• **PROVIDED TEXT**:
┄┄┄┄┄┄┄┄┄┄┄┄┄┄┄┄┄┄┄┄

Françoise Dolto, children first: an intimate and revealing portrait of the great paediatrician and psychoanalyst, a far remove from how she has been usually and somewhat erroneously portrayed…

Synopsis

Marking the 100th anniversary of the birth of Françoise Dolto, this intimate and revealing portrait of the great paediatrician and psychoanalyst is a far remove from how she has been usually and somewhat erroneously portrayed…
Even from her early childhood, the young Françoise Marette felt ill-adapted to the very bourgeois and straitlaced milieu she was born into. She broke away from her family and in 1932 began to study medicine and psychoanalysis. She rapidly placed the child at the centre of what would be her lifetime’s work.

┄┄┄┄┄┄┄┄┄┄┄┄┄┄┄┄┄┄┄┄

• **Point localization data**:
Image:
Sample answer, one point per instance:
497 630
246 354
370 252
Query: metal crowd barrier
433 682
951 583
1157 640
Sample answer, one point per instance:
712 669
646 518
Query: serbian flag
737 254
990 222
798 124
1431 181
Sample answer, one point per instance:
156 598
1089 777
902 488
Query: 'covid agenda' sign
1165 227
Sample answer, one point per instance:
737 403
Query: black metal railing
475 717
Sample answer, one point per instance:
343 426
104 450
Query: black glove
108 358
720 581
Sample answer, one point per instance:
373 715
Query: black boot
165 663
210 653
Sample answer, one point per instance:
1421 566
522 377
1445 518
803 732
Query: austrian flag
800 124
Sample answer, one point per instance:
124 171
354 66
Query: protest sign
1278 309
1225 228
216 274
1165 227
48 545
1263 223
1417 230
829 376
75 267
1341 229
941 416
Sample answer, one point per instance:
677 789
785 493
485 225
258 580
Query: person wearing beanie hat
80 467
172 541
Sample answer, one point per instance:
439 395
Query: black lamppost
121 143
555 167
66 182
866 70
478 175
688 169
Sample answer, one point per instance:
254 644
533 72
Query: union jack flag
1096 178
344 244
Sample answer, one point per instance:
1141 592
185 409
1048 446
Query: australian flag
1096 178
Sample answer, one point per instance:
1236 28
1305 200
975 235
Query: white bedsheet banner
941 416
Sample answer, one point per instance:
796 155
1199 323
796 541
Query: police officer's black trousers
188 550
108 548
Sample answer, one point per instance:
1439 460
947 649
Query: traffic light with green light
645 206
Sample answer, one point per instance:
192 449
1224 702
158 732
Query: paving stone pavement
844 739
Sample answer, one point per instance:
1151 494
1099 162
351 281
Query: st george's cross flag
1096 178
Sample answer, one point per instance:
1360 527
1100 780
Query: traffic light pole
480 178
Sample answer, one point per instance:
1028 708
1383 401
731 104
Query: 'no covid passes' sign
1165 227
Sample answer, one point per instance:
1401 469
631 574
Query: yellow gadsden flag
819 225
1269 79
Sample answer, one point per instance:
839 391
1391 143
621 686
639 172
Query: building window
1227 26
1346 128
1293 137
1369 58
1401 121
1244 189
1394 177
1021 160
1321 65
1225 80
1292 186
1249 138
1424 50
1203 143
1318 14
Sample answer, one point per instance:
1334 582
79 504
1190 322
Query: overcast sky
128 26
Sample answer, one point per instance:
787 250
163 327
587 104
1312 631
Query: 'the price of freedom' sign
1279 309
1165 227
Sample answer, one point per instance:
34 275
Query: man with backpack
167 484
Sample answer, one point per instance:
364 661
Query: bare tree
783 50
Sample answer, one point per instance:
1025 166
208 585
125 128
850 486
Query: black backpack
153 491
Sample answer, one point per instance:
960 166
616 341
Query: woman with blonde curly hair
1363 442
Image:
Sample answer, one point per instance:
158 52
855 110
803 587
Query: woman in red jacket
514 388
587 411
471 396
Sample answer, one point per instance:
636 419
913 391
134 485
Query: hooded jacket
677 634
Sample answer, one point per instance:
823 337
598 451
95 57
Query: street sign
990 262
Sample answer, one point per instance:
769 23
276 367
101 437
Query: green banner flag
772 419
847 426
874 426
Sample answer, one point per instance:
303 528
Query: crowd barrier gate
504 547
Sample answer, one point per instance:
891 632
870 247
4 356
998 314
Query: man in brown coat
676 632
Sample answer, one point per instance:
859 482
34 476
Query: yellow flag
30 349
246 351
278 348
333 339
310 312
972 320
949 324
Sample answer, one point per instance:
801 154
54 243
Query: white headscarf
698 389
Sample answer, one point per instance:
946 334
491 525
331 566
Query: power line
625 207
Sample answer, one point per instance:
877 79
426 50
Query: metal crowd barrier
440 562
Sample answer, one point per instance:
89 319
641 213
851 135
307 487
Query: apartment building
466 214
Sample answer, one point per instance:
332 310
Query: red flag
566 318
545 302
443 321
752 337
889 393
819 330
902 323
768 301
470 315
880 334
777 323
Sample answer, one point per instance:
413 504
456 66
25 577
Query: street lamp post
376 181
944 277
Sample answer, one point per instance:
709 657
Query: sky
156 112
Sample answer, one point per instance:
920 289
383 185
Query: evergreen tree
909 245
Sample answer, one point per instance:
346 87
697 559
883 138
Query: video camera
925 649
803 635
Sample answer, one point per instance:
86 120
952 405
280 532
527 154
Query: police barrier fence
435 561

┄┄┄┄┄┄┄┄┄┄┄┄┄┄┄┄┄┄┄┄

• **ACTIVITY 1**: Reproduce word for word the passage of the Françoise Dolto synopsis that opens with the words "Marking the 100th" and closes with "her lifetime’s work.".
• **ACTIVITY 2**: Carry the synopsis about Françoise Dolto further, picking up right after its last sentence.
None of these items has any bearing on the work here.

• **RESULT 1**:
Marking the 100th anniversary of the birth of Françoise Dolto, this intimate and revealing portrait of the great paediatrician and psychoanalyst is a far remove from how she has been usually and somewhat erroneously portrayed…
Even from her early childhood, the young Françoise Marette felt ill-adapted to the very bourgeois and straitlaced milieu she was born into. She broke away from her family and in 1932 began to study medicine and psychoanalysis. She rapidly placed the child at the centre of what would be her lifetime’s work.

• **RESULT 2**:
A “Doctor of Education”, she overthrew the received ideas of her day, addressing the child as a subject unto itself and working tirelessly to understand all forms of children’s unconscious production, especially drawings. Controversial and often under fire, she went on to hospital train a whole generation of psychoanalysts and even intervened on the radio to answer listeners’ questions, both parents and children. Her personal and professional lives were closely intertwined, feeding each other.
Home movies, archive footage, testimony of those close to her, depict a little known and unexpected Françoise Dolto, full of untarnished passion and energy. Actor Richard Berry, a firm admirer of both the woman and the great doctor, introduces us to her world.